# Work item
Reproduce the entries that follow, exactly and in full.

# Provided material
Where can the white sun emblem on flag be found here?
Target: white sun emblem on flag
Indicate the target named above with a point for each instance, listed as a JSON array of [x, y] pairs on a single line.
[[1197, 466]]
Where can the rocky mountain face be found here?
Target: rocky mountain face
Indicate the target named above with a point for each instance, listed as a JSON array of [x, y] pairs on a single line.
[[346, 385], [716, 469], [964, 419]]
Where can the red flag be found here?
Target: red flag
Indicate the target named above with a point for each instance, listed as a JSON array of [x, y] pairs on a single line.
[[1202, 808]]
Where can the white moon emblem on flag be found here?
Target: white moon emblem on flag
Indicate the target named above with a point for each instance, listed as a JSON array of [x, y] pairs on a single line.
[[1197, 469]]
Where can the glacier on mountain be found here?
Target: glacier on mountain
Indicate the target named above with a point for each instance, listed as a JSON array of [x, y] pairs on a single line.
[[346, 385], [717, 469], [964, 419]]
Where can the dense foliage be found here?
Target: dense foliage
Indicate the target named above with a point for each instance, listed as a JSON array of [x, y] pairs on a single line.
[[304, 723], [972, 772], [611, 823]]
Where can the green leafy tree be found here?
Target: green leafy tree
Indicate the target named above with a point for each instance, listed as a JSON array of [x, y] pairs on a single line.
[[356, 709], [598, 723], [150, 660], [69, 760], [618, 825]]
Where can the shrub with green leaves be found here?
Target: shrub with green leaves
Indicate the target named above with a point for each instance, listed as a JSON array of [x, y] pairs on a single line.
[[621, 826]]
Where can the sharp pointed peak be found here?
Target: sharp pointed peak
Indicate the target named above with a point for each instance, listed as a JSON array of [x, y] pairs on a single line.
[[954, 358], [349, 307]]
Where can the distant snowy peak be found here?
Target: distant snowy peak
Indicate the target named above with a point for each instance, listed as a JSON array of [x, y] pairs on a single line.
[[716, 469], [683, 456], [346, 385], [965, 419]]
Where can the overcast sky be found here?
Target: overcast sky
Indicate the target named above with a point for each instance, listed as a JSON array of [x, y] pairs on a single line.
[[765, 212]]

# Exercise solution
Where can the white sun emblem on flag be found here?
Target: white sun emblem on flag
Indicate the target named above with a point for each instance, listed as a JSON array of [x, y] pairs on a single line.
[[1197, 466]]
Where can the rocky mountain face be found here?
Target: rocky mountain face
Indicate the target named above with a point for each instance, listed as a JSON array of [x, y] pairs on a single line.
[[346, 385], [716, 469], [964, 419]]
Where can the red flag be found here?
Target: red flag
Indicate the target named above with a point for each instance, listed as a JSON array of [x, y] pairs on a single line.
[[1202, 808]]
Where can the white moon emblem on flag be found here?
Target: white moon emblem on flag
Indicate the target named above with a point for each instance, listed as a JSON array of [x, y] pairs on a single line.
[[1197, 469]]
Where can the glacier on mountain be found here?
Target: glacier on mountain
Indicate the target named above with a point for each instance, listed as a JSON array of [x, y] pairs on a single line.
[[346, 385], [717, 469], [964, 419]]
Where can the dense foliage be found here?
Target: dense foliage
Indicate the target named above with a point for each instance, listed as a JSON array of [x, y] pairs on a single line.
[[304, 723], [972, 772], [611, 823]]
Where can the green leafy tree be found here?
Target: green leafy tree
Indicate the target named above with a point for each instance, listed as a JSON array of [x, y] pairs on a single line.
[[356, 709], [598, 723], [150, 660], [69, 760], [618, 825]]
Where can the shrub with green leaves be found here?
Target: shrub with green leaves
Indicate the target named above with a point for each instance, listed as a JSON array of [x, y] pairs on a single line.
[[621, 826]]
Where can the sharp pointed peak be found here?
Target: sharp pointed peak
Indicate the target named above with a point for each instance, listed as a JSON array of [x, y] pairs on a single line.
[[954, 358], [349, 307]]
Where can the distant snowy peak be found here?
Target: distant snowy peak
Indicate the target named above with a point for each instance, listed as a JSON array of [x, y] pairs on a single line.
[[716, 469], [683, 456], [346, 385], [965, 419]]
Where can the overcast sky be found here?
Target: overcast sky
Indicate the target named above with a point for each instance, listed as a JSON array of [x, y] pairs on a single line.
[[765, 212]]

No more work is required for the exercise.